- Extract to read:
Korn Ferry's "War for Talent" now a "War for Employment"

Forget about the war on terror. 2008 was the war on talent. 2009 will probably be the war for employment. Despite subtle domestic signs of a biting economic crisis in the making, Gary Burnison, CEO of expensive search services provider Korn Flake (KFY) claimed last summer, repeated in the not so subtle eye of the storm in September (on the eve of Lehman's bankruptcy) that despite rising and massive unemployment, a war for talent was going on, and executive rescruitment was going strong.

Furthermore, so the oracle went, the war for talent would continue incessantly and unabated into the far future. So what to do with all those American executives being sacked, a prelude instead to.... the war for employment? Not so quick mister.

Mr. Burnison will send the US executives to Brazil, China, The Middle East (probably not to blacklisted evildoers Iran, Syria and Sudan though), Russia,..... Even the word outsource was uttered. Technically, Gary was right. Those markets were still doing fine that time. High gas and commodity pricing kept somehow the cash flowing in. Fast forward to 2009.

- Given records:
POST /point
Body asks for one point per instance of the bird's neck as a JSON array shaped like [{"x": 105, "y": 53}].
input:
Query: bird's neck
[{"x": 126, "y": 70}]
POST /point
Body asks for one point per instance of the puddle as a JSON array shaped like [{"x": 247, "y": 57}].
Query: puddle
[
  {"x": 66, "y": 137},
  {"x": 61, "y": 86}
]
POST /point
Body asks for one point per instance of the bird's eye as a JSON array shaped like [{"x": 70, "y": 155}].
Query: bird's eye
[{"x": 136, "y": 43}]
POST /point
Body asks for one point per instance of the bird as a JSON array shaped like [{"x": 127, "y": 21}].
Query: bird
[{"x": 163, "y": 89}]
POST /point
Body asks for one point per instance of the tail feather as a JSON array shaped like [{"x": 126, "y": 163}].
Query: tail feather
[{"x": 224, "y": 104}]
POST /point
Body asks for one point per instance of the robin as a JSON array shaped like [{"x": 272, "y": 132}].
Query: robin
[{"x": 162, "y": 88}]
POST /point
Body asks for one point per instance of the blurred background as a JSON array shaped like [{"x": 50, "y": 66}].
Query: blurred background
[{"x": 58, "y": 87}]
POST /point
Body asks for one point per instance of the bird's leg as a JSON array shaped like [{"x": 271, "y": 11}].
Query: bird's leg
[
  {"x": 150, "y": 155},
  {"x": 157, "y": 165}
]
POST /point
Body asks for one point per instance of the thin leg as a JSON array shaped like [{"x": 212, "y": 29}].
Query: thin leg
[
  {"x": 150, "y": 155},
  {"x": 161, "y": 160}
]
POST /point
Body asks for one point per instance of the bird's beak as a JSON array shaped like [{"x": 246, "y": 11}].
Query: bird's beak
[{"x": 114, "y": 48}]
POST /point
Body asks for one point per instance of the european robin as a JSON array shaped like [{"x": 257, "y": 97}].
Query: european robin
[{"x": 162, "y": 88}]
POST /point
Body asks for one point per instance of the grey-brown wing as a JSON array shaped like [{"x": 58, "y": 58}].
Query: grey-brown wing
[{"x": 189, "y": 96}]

- Written tasks:
A: Using the piece on Korn Ferry's "war for talent," decide whether each statement agrees with it: (i) Burnison said unemployment was falling; (ii) Burnison would send US executives to Brazil, China, the Middle East and Russia; (iii) the markets abroad were doing poorly at that time. Answer yes or no for each and quote the words that decide it.
B: Shorten the paragraph of the piece on Korn Ferry's "war for talent" that begins "Mr. Burnison will send" and keep its main facts.
C: Pick up the piece on Korn Ferry's "war for talent" after its final sentence and keep writing it.

- Answers for this exercise:
A:
(i) No: "despite rising and massive unemployment, a war for talent was going on"
(ii) Yes: "Mr. Burnison will send the US executives to Brazil, China, The Middle East (probably not to blacklisted evildoers Iran, Syria and Sudan though), Russia"
(iii) No: "Those markets were still doing fine that time."

B: Burnison would send US executives abroad, to Brazil, China, the Middle East (probably not Iran, Syria or Sudan) and Russia, and even the word outsource came up. He was technically right, because those markets were still doing fine then, with high gas and commodity prices keeping cash flowing in. Then came 2009.

C:
I am not well aware of the situation in Brazil these days (I read about soaring unemployment though), but I know The Middle East lost north of two trillion petro dollars in the meanwhile. A case in point are the thousands of cars left behind (some with maxed out credit cards in the glove box) at Dubai Airport by expatriates fleeing the emirate. China's mighty manufacturing engine caught a nasty cold, and is laying of by the hundreds of thousands, Russia's oligarchs lots billions, the ruble lost a third of its value and.... Well, seems there is a war for employment there too. Maybe Gary would out source those executives to the USA, his strongest market. Anyone ?

What about the 400 headcount Korn Flake themselves are laying off - with probably more to come ?

The emerging markets, at least those with open capital markets, or those dependent on debt and natural commodity exports, became quickly more submerging than emerging over the last months. Though there is no need to sugarcoat a bad economic environment, I am certain the situation is neither a walk to the gallows: some perspective is required. Gary's upbeat optimism is probably solely directed at restless, itchy shareholders; including his own restless, panicky flock.

There are again opportunities, the markets seem to have stabilized, and are, with the work president Obama's economic team is putting in, climbing up slowly but steadily. To the credit of Gary, the New York office of his company recruited William Dudley to replace Timothy Geithner, who left the Federal Reserve Bank to join Obama's team as one of its principal architects.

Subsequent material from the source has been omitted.